■ **Challenges**
**1.** Print the pull request notice verbatim from "anishshiva7 opened a" to "changes only.".
**2.** Carry on the pull request notice past its final line.

■ **Supplied passage**
[PR] feat(huggingface): add audio and media generation tasks [texera]

via GitHub Mon, 08 Jun 2026 15:43:44 -0700


anishshiva7 opened a new pull request, #5570:
URL: https://github.com/apache/texera/pull/5570


   ⚠️ This PR is stacked on `hf/03-image-tasks`. Until that lands, the diff 
below may also include PR 3's image-task operator + codegen + spec changes 
depending on which base GitHub is showing. The new code in this PR is 
`codegen/AudioTaskCodegen.scala`, `codegen/MediaGenCodegen.scala`, the 
audio/media-related additions to `codegen/PythonCodegenBase.scala`, the new 
audio fields on `HuggingFaceInferenceOpDesc.scala`, and the audio/media-task 
tests in `HuggingFaceInferenceOpDescSpec.scala`. Once PR 3 merges and this PR 
is retargeted to `main`, the diff should auto-clean to the PR 4 audio/media 
changes only.
   
   ## What changes were proposed in this PR?

■ **Data block**
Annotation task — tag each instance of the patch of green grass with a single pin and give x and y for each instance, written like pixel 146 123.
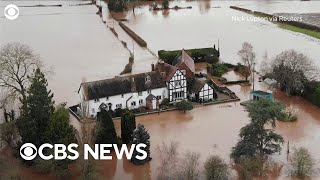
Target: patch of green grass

■ **The responses**
**1.**
anishshiva7 opened a new pull request, #5570:
URL: https://github.com/apache/texera/pull/5570


   ⚠️ This PR is stacked on `hf/03-image-tasks`. Until that lands, the diff 
below may also include PR 3's image-task operator + codegen + spec changes 
depending on which base GitHub is showing. The new code in this PR is 
`codegen/AudioTaskCodegen.scala`, `codegen/MediaGenCodegen.scala`, the 
audio/media-related additions to `codegen/PythonCodegenBase.scala`, the new 
audio fields on `HuggingFaceInferenceOpDesc.scala`, and the audio/media-task 
tests in `HuggingFaceInferenceOpDescSpec.scala`. Once PR 3 merges and this PR 
is retargeted to `main`, the diff should auto-clean to the PR 4 audio/media 
changes only.

**2.**
   Adds the audio and media-generation task families — 5 HF pipeline tasks — as 
new `TaskCodegen`s plugged into the dispatcher established by the 
text-generation PR:
   
   audio tasks: `automatic-speech-recognition`, `audio-classification`, 
`text-to-speech`
   
   media-generation tasks: `text-to-image`, `text-to-video`
   
   `codegen/AudioTaskCodegen.scala` supplies the per-task payload + parse 
Python branches for the 3 audio tasks.
   
   `codegen/MediaGenCodegen.scala` supplies the per-task payload + parse Python 
branches for the 2 media-generation tasks.
   
   `CodegenContext` is extended with `audioInput` + `inputAudioColumn` 
(`EncodableString`).
   
   `HuggingFaceInferenceOpDesc.scala` gains 2 new `@JsonProperty` fields and 
registers `AudioTaskCodegen` + `MediaGenCodegen` in the dispatcher.
   
   `PythonCodegenBase.scala` grows to host the shared audio/media 
infrastructure:
   
   - Audio task-family tuple (`audio_only_tasks`) in `process_table`.
   - Per-row audio-byte resolution from upload or column input.
   - Raw binary request handling for `automatic-speech-recognition` and 
`audio-classification`.
   - JSON payload handling for `text-to-speech`.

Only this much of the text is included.